== What you have to do ==
Print the following lines unchanged, from the first to the last.

Object point labels
#####

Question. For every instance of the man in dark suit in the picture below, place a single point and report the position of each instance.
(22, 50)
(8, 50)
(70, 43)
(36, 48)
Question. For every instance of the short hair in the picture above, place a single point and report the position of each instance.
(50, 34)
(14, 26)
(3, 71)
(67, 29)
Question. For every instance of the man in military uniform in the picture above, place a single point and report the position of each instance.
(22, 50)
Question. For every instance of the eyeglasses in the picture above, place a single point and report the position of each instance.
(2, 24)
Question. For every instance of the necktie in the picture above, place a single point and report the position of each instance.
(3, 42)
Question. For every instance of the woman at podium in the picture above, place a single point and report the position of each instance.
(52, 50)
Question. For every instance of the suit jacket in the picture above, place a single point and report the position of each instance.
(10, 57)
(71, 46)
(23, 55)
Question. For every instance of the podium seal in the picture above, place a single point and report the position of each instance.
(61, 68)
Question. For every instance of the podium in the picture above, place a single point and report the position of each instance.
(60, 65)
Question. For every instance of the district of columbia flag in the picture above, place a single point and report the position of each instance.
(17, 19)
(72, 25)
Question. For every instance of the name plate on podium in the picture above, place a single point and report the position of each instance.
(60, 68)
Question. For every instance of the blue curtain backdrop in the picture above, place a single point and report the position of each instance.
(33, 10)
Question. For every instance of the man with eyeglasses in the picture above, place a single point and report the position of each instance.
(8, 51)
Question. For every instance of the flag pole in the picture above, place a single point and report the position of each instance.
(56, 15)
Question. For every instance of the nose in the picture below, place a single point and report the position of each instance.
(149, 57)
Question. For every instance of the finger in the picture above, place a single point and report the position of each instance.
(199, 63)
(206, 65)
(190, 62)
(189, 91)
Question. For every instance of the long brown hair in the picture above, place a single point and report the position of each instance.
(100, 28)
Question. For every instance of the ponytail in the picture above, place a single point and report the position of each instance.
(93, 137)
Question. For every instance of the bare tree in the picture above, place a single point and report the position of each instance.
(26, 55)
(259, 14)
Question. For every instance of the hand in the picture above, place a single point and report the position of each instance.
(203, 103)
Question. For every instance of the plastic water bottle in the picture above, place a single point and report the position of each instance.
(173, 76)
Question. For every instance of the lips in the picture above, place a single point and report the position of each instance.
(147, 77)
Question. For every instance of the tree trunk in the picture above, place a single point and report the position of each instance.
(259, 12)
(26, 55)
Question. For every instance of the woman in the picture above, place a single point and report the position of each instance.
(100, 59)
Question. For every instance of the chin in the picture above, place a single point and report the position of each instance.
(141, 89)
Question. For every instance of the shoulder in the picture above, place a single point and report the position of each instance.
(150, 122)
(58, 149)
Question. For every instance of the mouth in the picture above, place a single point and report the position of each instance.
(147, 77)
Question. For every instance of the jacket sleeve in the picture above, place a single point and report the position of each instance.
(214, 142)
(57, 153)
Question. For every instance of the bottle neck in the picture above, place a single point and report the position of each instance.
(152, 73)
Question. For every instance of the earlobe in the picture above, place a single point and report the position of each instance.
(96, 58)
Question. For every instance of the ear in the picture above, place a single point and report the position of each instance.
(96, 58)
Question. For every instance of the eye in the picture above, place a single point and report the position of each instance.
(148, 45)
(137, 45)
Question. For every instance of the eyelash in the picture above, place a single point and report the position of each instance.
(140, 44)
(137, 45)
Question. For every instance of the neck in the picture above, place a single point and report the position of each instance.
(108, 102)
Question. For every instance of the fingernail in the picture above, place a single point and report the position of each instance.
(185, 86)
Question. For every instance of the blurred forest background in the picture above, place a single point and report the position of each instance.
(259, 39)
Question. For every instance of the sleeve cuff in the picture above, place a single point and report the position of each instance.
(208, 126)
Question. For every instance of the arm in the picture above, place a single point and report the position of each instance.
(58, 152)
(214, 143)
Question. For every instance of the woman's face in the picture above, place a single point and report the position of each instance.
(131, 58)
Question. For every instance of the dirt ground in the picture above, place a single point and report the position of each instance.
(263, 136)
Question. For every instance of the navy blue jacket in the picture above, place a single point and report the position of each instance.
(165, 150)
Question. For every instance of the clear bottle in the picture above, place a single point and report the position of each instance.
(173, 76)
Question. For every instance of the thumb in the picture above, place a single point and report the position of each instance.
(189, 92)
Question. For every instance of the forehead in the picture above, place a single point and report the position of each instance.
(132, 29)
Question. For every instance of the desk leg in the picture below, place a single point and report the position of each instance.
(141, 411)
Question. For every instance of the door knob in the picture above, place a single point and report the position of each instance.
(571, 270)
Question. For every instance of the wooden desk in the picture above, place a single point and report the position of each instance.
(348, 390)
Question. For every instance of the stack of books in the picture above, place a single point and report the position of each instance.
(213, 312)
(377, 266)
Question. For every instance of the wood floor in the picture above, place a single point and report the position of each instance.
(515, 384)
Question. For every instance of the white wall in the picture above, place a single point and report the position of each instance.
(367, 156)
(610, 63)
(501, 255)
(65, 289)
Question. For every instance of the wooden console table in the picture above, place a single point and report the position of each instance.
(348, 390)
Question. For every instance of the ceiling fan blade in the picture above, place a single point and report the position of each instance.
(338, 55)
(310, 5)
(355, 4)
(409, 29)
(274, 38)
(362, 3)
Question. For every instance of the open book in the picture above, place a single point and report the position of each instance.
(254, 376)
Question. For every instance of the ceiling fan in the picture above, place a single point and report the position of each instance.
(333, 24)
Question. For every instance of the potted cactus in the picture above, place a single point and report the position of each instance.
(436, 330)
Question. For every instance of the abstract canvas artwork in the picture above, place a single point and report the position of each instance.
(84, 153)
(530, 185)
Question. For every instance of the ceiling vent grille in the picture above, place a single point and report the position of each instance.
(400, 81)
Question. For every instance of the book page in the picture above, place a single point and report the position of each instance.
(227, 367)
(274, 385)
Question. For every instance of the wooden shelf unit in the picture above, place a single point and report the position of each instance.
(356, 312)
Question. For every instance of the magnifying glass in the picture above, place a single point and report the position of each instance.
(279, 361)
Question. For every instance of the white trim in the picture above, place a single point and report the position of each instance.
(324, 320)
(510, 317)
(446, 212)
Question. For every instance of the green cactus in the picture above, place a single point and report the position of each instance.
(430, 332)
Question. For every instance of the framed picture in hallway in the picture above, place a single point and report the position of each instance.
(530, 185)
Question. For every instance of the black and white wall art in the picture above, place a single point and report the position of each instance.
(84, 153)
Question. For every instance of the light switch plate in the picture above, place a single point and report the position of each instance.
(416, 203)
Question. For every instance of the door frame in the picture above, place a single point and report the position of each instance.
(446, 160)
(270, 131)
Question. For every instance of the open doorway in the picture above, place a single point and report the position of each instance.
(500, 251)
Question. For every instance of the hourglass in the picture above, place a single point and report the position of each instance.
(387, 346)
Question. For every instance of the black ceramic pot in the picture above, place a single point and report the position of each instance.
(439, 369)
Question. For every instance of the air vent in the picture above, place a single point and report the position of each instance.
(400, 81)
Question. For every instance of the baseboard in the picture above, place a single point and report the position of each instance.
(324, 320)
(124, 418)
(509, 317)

#####

== Output of the exercise ==
Question. For every instance of the man in dark suit in the picture below, place a single point and report the position of each instance.
(22, 50)
(8, 50)
(70, 43)
(36, 48)
Question. For every instance of the short hair in the picture above, place a single point and report the position of each instance.
(50, 34)
(14, 26)
(3, 71)
(67, 29)
Question. For every instance of the man in military uniform in the picture above, place a single point and report the position of each instance.
(22, 50)
Question. For every instance of the eyeglasses in the picture above, place a single point and report the position of each instance.
(2, 24)
Question. For every instance of the necktie in the picture above, place a single point and report the position of each instance.
(3, 42)
Question. For every instance of the woman at podium in the picture above, place a single point and report the position of each instance.
(52, 50)
Question. For every instance of the suit jacket in the picture above, place a single point and report the position of each instance.
(10, 57)
(71, 46)
(23, 55)
Question. For every instance of the podium seal in the picture above, place a single point and report the position of each instance.
(61, 68)
Question. For every instance of the podium in the picture above, place a single point and report the position of each instance.
(60, 65)
Question. For every instance of the district of columbia flag in the picture above, place a single point and report the position of each instance.
(17, 19)
(72, 25)
Question. For every instance of the name plate on podium in the picture above, place a single point and report the position of each instance.
(60, 68)
Question. For every instance of the blue curtain backdrop in the picture above, place a single point and report the position of each instance.
(33, 10)
Question. For every instance of the man with eyeglasses in the picture above, place a single point and report the position of each instance.
(8, 51)
Question. For every instance of the flag pole in the picture above, place a single point and report the position of each instance.
(56, 15)
Question. For every instance of the nose in the picture below, place a single point and report the position of each instance.
(149, 57)
Question. For every instance of the finger in the picture above, place a single point and report the position of each instance.
(199, 63)
(206, 65)
(190, 62)
(189, 91)
Question. For every instance of the long brown hair in the picture above, place a single point and report the position of each instance.
(100, 28)
Question. For every instance of the ponytail in the picture above, place a single point and report the position of each instance.
(93, 137)
Question. For every instance of the bare tree in the picture above, place a single point and report the position of each instance.
(26, 55)
(259, 14)
Question. For every instance of the hand in the picture above, place a single point and report the position of each instance.
(203, 103)
Question. For every instance of the plastic water bottle in the picture above, place a single point and report the position of each instance.
(173, 76)
Question. For every instance of the lips in the picture above, place a single point and report the position of each instance.
(147, 77)
Question. For every instance of the tree trunk in the picture above, place a single point and report the position of each instance.
(259, 12)
(26, 55)
Question. For every instance of the woman in the picture above, place a single point and report the position of each instance.
(100, 59)
Question. For every instance of the chin in the picture above, place a single point and report the position of each instance.
(141, 89)
Question. For every instance of the shoulder in the picture above, place a single point and report the position of each instance.
(150, 122)
(58, 149)
Question. For every instance of the mouth in the picture above, place a single point and report the position of each instance.
(147, 77)
Question. For every instance of the jacket sleeve in the picture above, place a single point and report the position of each instance.
(214, 142)
(57, 153)
Question. For every instance of the bottle neck in the picture above, place a single point and report the position of each instance.
(152, 73)
Question. For every instance of the earlobe in the picture above, place a single point and report the position of each instance.
(96, 58)
Question. For every instance of the ear in the picture above, place a single point and report the position of each instance.
(96, 58)
Question. For every instance of the eye in the picture above, place a single point and report the position of each instance.
(148, 45)
(137, 45)
Question. For every instance of the eyelash in the picture above, place a single point and report the position of each instance.
(140, 44)
(137, 45)
Question. For every instance of the neck in the picture above, place a single point and report the position of each instance.
(108, 102)
Question. For every instance of the fingernail in the picture above, place a single point and report the position of each instance.
(185, 86)
Question. For every instance of the blurred forest background in the picture above, place a single point and report the position of each instance.
(259, 39)
Question. For every instance of the sleeve cuff in the picture above, place a single point and report the position of each instance.
(208, 126)
Question. For every instance of the arm in the picture above, place a single point and report the position of each instance.
(58, 152)
(214, 143)
Question. For every instance of the woman's face in the picture above, place a single point and report the position of each instance.
(131, 58)
Question. For every instance of the dirt ground in the picture above, place a single point and report the position of each instance.
(263, 136)
Question. For every instance of the navy blue jacket in the picture above, place a single point and report the position of each instance.
(165, 150)
Question. For every instance of the clear bottle in the picture above, place a single point and report the position of each instance.
(173, 76)
Question. For every instance of the thumb in the picture above, place a single point and report the position of each instance.
(189, 92)
Question. For every instance of the forehead in the picture above, place a single point and report the position of each instance.
(132, 29)
Question. For every instance of the desk leg in the picture below, place a single point and report the position of each instance.
(141, 411)
Question. For every instance of the door knob in the picture above, place a single point and report the position of each instance.
(571, 270)
Question. For every instance of the wooden desk in the picture above, place a single point and report the position of each instance.
(348, 390)
Question. For every instance of the stack of books in the picture above, place a single point and report the position of each instance.
(213, 312)
(377, 266)
Question. For every instance of the wood floor in the picture above, place a single point and report the position of each instance.
(515, 384)
Question. For every instance of the white wall in the picture above, place a single point and report the position of each instance.
(367, 156)
(610, 63)
(501, 255)
(65, 289)
Question. For every instance of the wooden console table in the picture above, place a single point and report the position of each instance.
(348, 390)
Question. For every instance of the ceiling fan blade in the picture above, place a single point and report the position of each instance.
(338, 55)
(310, 5)
(355, 4)
(409, 29)
(274, 38)
(362, 3)
Question. For every instance of the open book in the picture above, place a single point and report the position of each instance.
(254, 376)
Question. For every instance of the ceiling fan in the picture above, place a single point and report the position of each instance.
(333, 24)
Question. For every instance of the potted cactus in the picture above, place a single point and report the position of each instance.
(436, 330)
Question. For every instance of the abstract canvas artwork in the picture above, place a single point and report the position of each instance.
(84, 153)
(530, 185)
Question. For every instance of the ceiling vent grille in the picture above, place a single point and report the position of each instance.
(400, 81)
Question. For every instance of the book page in the picture above, place a single point and report the position of each instance.
(227, 367)
(274, 385)
Question. For every instance of the wooden shelf unit in the picture above, place a single point and report the position of each instance.
(356, 312)
Question. For every instance of the magnifying glass in the picture above, place a single point and report the position of each instance.
(279, 361)
Question. For every instance of the white trim in the picture above, place a single point and report the position of each instance.
(324, 320)
(510, 317)
(446, 212)
Question. For every instance of the green cactus in the picture above, place a single point and report the position of each instance.
(430, 332)
Question. For every instance of the framed picture in hallway in the picture above, place a single point and report the position of each instance.
(530, 185)
Question. For every instance of the black and white wall art in the picture above, place a single point and report the position of each instance.
(84, 153)
Question. For every instance of the light switch plate in the picture above, place a single point and report the position of each instance.
(416, 203)
Question. For every instance of the door frame in the picture above, place a single point and report the position of each instance.
(446, 160)
(270, 131)
Question. For every instance of the open doorway in the picture above, place a single point and report the position of each instance.
(500, 251)
Question. For every instance of the hourglass in the picture above, place a single point and report the position of each instance.
(387, 346)
Question. For every instance of the black ceramic pot in the picture above, place a single point and report the position of each instance.
(439, 369)
Question. For every instance of the air vent in the picture above, place a single point and report the position of each instance.
(400, 81)
Question. For every instance of the baseboard in the picture above, place a single point and report the position of each instance.
(324, 320)
(124, 418)
(509, 317)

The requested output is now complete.